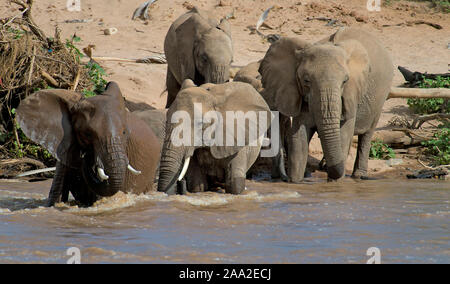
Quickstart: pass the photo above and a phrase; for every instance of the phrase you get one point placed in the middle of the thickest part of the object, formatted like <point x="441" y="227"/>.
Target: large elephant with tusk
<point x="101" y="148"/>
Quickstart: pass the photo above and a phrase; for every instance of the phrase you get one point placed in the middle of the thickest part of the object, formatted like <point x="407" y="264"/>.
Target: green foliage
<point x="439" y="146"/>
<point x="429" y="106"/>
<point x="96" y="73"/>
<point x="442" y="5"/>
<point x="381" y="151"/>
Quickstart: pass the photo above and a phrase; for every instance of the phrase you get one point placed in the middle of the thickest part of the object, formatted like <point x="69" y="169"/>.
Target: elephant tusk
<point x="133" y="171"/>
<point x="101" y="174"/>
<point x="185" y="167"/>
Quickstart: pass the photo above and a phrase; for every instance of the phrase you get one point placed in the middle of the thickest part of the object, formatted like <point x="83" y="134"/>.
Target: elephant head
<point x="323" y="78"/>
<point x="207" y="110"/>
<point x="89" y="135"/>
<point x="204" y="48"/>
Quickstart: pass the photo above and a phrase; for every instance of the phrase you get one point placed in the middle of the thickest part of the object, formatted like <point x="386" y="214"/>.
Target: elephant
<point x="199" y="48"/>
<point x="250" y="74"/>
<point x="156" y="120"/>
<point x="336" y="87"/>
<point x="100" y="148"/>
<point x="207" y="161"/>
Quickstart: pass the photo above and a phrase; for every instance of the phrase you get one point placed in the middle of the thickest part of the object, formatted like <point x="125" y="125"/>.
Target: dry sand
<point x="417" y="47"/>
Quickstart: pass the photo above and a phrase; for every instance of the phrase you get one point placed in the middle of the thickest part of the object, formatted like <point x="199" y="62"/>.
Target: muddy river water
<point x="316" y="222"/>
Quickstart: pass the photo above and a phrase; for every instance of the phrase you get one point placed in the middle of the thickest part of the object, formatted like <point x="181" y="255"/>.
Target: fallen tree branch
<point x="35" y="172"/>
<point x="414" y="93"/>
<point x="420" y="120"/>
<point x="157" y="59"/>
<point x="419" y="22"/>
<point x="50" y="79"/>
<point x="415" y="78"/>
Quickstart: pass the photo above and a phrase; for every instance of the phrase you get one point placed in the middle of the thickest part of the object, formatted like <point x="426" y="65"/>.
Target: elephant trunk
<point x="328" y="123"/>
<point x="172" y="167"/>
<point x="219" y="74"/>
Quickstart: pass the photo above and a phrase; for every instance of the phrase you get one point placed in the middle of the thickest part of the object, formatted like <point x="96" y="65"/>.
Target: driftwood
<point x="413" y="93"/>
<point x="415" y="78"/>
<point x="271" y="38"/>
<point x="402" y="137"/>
- - - - -
§ ABOUT THIS EXERCISE:
Repeat the records above word for word. Pictures stay out of the copy.

§ EXERCISE RESULT:
Quickstart: pass the photo above and a phrase; for every instance of the phrase you get one point placed in the middle of the thickest part of the object, formatted like <point x="441" y="227"/>.
Target: large elephant with tusk
<point x="101" y="148"/>
Quickstart: pass the photo above and a phrase; for every instance of the phrase you get one point placed in the middle of the thickest part of the object, formatted like <point x="407" y="264"/>.
Target: green foliage
<point x="439" y="146"/>
<point x="429" y="106"/>
<point x="96" y="73"/>
<point x="442" y="5"/>
<point x="381" y="151"/>
Quickstart: pass the photo above and a phrase; for every instance of the phrase you get one point placed in the middle of the thickest part of the object, formatted like <point x="69" y="169"/>.
Target: elephant tusk
<point x="133" y="171"/>
<point x="101" y="174"/>
<point x="185" y="167"/>
Quickstart: pass the photo above and a phrase; for every instance of the phrase you get one point placed in the middle of the thickest part of the object, formatted like <point x="83" y="134"/>.
Target: elephant head
<point x="323" y="78"/>
<point x="207" y="110"/>
<point x="89" y="135"/>
<point x="204" y="48"/>
Quickstart: pass the photo above and a phrase; for every instance of the phrase you get one point placed in the middle of the thickest part of the object, formatted like <point x="386" y="214"/>.
Target: elephant
<point x="199" y="48"/>
<point x="250" y="74"/>
<point x="156" y="120"/>
<point x="336" y="87"/>
<point x="100" y="148"/>
<point x="207" y="161"/>
Quickstart: pass the photo above and a phrase; for every instance of the phrase you get one point placed in the middle of the thickest part of the object, formatted like <point x="125" y="125"/>.
Target: dry sand
<point x="417" y="47"/>
Quickstart: pass the photo above and a phrase; for every instance of the phrase you get one point placed in the middle of the thickest part of the object, formatted like <point x="199" y="62"/>.
Target: muddy river water
<point x="316" y="222"/>
Quickstart: pass the photo above and a phrase; for every instance of the phrase you get one point placed in the middle of the thickest part of the object, formatted like <point x="181" y="255"/>.
Target: fallen tree branch
<point x="35" y="172"/>
<point x="414" y="93"/>
<point x="420" y="120"/>
<point x="157" y="59"/>
<point x="419" y="22"/>
<point x="50" y="79"/>
<point x="415" y="78"/>
Quickstart: pass the photo above and a phrase; for every instance of the phrase you get one point placed in the middle of the thickest part of the object, formatted like <point x="426" y="65"/>.
Target: elephant trunk
<point x="328" y="123"/>
<point x="172" y="167"/>
<point x="219" y="74"/>
Quickstart: pass the photo above and a phrase; for every instance of the phrase you get one point placed in the middle of the thickest part of the object, formatted like <point x="96" y="65"/>.
Target: driftwood
<point x="413" y="93"/>
<point x="415" y="78"/>
<point x="271" y="38"/>
<point x="402" y="137"/>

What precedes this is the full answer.